Data provided »
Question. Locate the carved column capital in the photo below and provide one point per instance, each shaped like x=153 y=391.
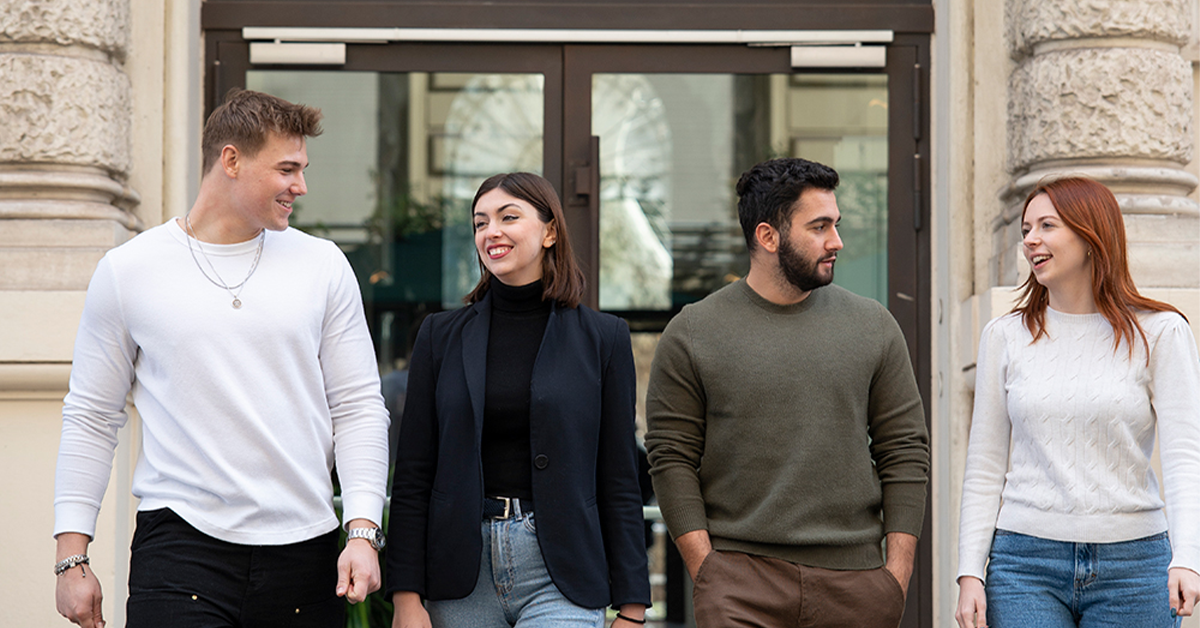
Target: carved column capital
x=1035 y=22
x=100 y=24
x=1101 y=103
x=64 y=109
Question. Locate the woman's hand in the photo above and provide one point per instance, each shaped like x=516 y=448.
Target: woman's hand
x=972 y=611
x=634 y=611
x=1185 y=590
x=409 y=611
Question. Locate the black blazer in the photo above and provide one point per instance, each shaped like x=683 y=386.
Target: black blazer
x=585 y=465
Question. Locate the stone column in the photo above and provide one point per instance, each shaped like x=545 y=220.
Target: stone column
x=1101 y=89
x=65 y=141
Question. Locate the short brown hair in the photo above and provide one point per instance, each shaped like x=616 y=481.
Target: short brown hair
x=561 y=275
x=246 y=118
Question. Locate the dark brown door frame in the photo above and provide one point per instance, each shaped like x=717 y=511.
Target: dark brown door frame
x=569 y=151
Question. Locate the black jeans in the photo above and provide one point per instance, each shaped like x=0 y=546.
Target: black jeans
x=181 y=578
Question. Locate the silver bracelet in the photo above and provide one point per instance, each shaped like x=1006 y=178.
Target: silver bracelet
x=71 y=561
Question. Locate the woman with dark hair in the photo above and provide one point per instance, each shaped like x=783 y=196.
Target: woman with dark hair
x=1059 y=500
x=515 y=498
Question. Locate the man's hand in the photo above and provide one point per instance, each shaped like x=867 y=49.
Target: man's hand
x=901 y=552
x=409 y=611
x=694 y=546
x=972 y=611
x=358 y=567
x=77 y=593
x=1185 y=588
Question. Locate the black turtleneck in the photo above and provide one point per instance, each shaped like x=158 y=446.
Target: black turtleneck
x=519 y=322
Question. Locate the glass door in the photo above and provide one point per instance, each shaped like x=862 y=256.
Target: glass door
x=643 y=142
x=409 y=133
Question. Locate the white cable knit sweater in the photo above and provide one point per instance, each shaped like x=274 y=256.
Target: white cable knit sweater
x=243 y=411
x=1081 y=418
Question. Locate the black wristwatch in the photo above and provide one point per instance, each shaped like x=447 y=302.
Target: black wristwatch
x=372 y=534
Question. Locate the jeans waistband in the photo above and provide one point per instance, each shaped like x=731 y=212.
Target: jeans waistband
x=507 y=507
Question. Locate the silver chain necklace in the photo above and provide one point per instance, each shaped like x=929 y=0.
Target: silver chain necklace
x=220 y=282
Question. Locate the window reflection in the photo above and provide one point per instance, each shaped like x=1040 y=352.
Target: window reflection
x=672 y=148
x=394 y=174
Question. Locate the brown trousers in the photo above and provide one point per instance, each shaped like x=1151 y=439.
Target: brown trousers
x=739 y=590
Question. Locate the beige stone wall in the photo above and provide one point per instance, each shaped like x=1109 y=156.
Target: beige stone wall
x=82 y=168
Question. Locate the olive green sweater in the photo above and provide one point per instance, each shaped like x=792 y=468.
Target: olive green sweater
x=792 y=431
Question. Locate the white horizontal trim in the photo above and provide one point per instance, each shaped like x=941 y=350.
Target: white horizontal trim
x=839 y=55
x=367 y=35
x=297 y=53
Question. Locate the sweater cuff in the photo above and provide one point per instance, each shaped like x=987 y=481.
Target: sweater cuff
x=1186 y=556
x=363 y=506
x=904 y=507
x=76 y=516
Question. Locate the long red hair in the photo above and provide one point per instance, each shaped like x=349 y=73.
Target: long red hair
x=1092 y=213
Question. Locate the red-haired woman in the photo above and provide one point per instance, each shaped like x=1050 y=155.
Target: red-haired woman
x=1059 y=500
x=516 y=498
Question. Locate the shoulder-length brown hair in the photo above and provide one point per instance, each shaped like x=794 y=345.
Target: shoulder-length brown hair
x=561 y=275
x=1092 y=213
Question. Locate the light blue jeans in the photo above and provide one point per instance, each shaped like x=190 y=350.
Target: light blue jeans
x=514 y=587
x=1050 y=584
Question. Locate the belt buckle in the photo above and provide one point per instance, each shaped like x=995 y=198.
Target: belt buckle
x=508 y=508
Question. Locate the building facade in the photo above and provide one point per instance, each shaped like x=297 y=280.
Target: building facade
x=941 y=115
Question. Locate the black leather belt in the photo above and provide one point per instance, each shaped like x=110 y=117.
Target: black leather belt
x=507 y=507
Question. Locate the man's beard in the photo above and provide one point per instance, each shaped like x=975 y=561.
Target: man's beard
x=803 y=274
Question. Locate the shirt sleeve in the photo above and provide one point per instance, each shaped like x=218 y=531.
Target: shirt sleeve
x=675 y=440
x=355 y=404
x=988 y=452
x=94 y=410
x=899 y=437
x=1175 y=396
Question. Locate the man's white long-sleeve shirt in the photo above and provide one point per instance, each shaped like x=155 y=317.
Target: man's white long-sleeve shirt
x=244 y=411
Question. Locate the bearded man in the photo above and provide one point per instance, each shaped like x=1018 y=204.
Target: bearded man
x=786 y=431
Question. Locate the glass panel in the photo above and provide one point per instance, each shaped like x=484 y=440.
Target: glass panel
x=672 y=148
x=393 y=177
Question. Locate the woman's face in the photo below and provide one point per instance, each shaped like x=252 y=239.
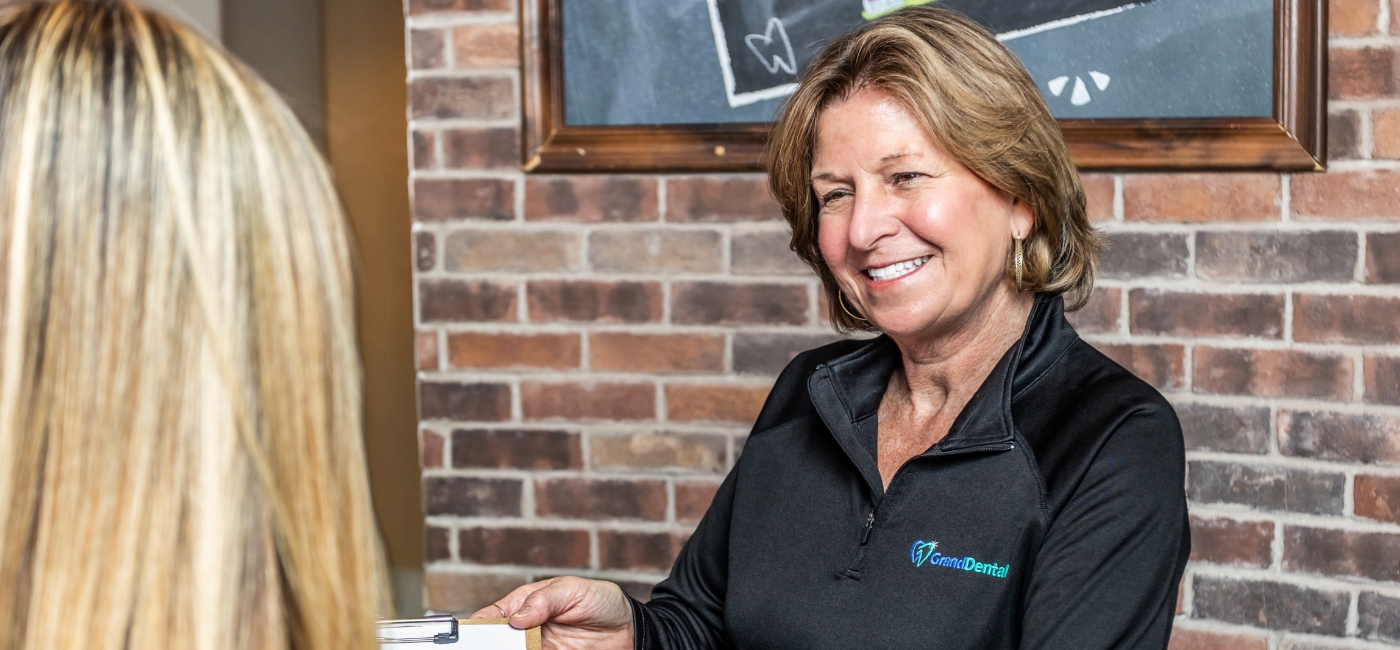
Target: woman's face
x=914 y=238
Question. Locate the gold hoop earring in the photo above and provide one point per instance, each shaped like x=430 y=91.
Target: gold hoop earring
x=1019 y=264
x=840 y=300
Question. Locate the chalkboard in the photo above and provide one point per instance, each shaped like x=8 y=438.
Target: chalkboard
x=641 y=62
x=695 y=84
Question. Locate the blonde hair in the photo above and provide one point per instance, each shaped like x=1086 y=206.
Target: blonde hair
x=181 y=457
x=975 y=98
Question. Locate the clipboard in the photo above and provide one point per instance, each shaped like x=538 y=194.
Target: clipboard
x=452 y=633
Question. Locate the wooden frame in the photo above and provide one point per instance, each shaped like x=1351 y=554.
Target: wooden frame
x=1294 y=139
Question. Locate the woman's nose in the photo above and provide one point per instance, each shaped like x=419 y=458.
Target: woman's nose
x=874 y=216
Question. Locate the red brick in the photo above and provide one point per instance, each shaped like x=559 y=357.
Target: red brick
x=595 y=301
x=515 y=450
x=639 y=551
x=524 y=547
x=657 y=353
x=1099 y=314
x=588 y=401
x=514 y=350
x=1270 y=605
x=1371 y=555
x=497 y=251
x=1353 y=17
x=720 y=199
x=1382 y=377
x=601 y=499
x=438 y=199
x=429 y=6
x=1271 y=373
x=1347 y=195
x=1343 y=135
x=714 y=303
x=1164 y=366
x=436 y=544
x=480 y=149
x=424 y=156
x=462 y=98
x=1376 y=498
x=1276 y=257
x=1378 y=615
x=1098 y=194
x=1348 y=437
x=1362 y=73
x=693 y=451
x=690 y=402
x=465 y=593
x=424 y=251
x=1385 y=133
x=430 y=448
x=1206 y=427
x=427 y=349
x=466 y=402
x=426 y=49
x=1346 y=318
x=1204 y=314
x=465 y=301
x=487 y=45
x=1232 y=542
x=1129 y=255
x=1383 y=258
x=1185 y=639
x=1266 y=488
x=693 y=499
x=765 y=254
x=597 y=198
x=1201 y=196
x=769 y=353
x=466 y=496
x=693 y=251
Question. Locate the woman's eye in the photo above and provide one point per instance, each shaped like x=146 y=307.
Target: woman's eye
x=833 y=195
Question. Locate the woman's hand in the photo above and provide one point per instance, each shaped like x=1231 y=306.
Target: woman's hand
x=576 y=612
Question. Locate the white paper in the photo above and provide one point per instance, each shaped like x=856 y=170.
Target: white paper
x=469 y=636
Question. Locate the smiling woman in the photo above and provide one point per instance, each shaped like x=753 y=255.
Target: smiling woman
x=930 y=188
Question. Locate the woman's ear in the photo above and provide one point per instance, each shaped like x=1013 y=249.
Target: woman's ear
x=1022 y=219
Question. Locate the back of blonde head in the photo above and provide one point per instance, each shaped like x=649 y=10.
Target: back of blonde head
x=181 y=458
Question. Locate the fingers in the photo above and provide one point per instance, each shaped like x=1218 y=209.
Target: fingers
x=510 y=603
x=559 y=600
x=490 y=611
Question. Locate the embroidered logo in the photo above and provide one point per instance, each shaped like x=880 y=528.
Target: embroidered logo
x=924 y=554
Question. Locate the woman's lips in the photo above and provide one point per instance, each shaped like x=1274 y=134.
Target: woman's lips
x=895 y=271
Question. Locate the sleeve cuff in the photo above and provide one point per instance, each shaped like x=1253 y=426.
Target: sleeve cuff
x=643 y=633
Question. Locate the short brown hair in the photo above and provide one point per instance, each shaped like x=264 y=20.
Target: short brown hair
x=975 y=98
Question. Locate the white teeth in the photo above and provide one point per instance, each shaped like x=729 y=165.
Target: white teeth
x=896 y=269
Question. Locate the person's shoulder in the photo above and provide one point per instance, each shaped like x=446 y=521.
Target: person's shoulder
x=790 y=399
x=1088 y=411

Work to be completed »
Repeat the records from the line with "Question. Locate the person's" up to and including the last line of the records, renaming "person's" to "subject's" and leaving everything else unchanged.

Result of this task »
Question. Locate the subject's shoulder in the photo above and provide one point per instance, each shaped like x=446 y=521.
Target: subject's shoulder
x=790 y=399
x=1088 y=411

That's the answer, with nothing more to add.